> Entries provided
##############################

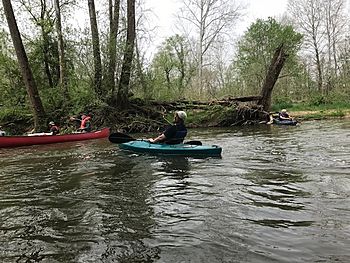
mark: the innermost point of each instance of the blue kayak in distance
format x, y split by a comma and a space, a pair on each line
285, 122
181, 149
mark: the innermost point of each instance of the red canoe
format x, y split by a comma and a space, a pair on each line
15, 141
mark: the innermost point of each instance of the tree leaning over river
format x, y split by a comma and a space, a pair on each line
28, 78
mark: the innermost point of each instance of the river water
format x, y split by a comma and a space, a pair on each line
278, 194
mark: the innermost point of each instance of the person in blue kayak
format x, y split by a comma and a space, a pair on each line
176, 133
284, 116
54, 129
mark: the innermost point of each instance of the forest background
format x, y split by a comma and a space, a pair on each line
104, 64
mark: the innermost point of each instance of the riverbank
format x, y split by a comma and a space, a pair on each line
143, 118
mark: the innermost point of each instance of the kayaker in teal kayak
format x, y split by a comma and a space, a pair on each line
176, 133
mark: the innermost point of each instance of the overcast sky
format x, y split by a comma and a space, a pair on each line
165, 10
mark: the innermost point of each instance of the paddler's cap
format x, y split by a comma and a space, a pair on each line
181, 114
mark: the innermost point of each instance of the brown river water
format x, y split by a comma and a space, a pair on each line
277, 194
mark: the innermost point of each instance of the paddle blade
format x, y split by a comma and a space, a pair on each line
194, 142
120, 138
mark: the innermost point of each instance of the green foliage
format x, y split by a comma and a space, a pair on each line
256, 49
171, 69
13, 113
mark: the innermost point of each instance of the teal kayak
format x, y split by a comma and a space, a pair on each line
182, 149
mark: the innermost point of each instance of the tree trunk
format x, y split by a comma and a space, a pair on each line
272, 75
38, 109
62, 60
96, 49
114, 24
123, 89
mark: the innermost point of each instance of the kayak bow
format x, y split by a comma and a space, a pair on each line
16, 141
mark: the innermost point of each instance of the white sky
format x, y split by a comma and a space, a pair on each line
165, 10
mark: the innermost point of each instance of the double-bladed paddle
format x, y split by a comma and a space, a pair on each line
119, 137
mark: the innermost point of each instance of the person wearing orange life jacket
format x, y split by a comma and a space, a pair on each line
53, 128
85, 124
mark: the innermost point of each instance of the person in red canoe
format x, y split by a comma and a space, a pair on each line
176, 133
85, 123
54, 129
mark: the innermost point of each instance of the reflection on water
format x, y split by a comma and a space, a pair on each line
278, 194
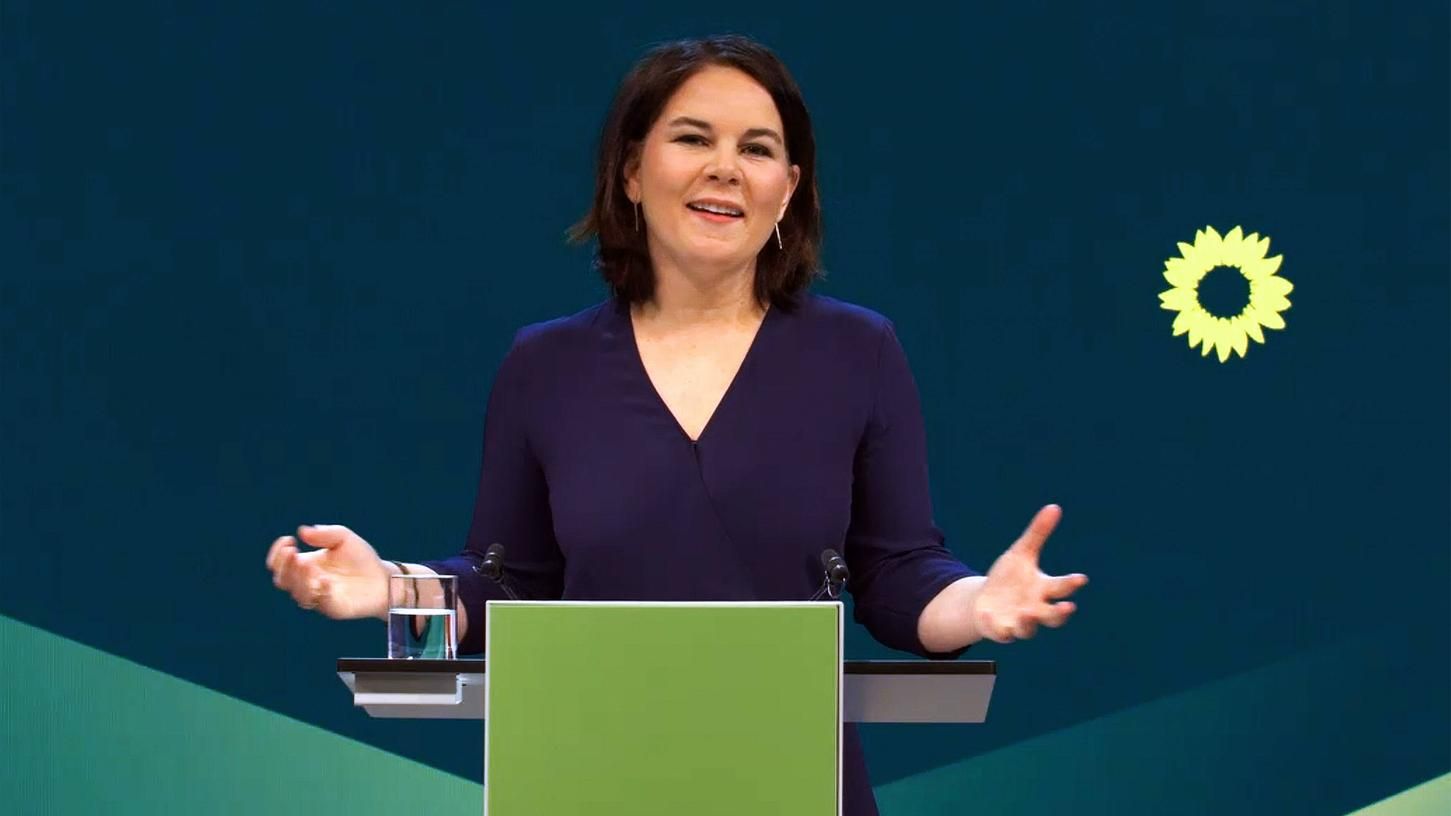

##############################

> Goal of the exercise
How many lines of the data above contain the string "tree"? Reply with the number alone.

> The solution
2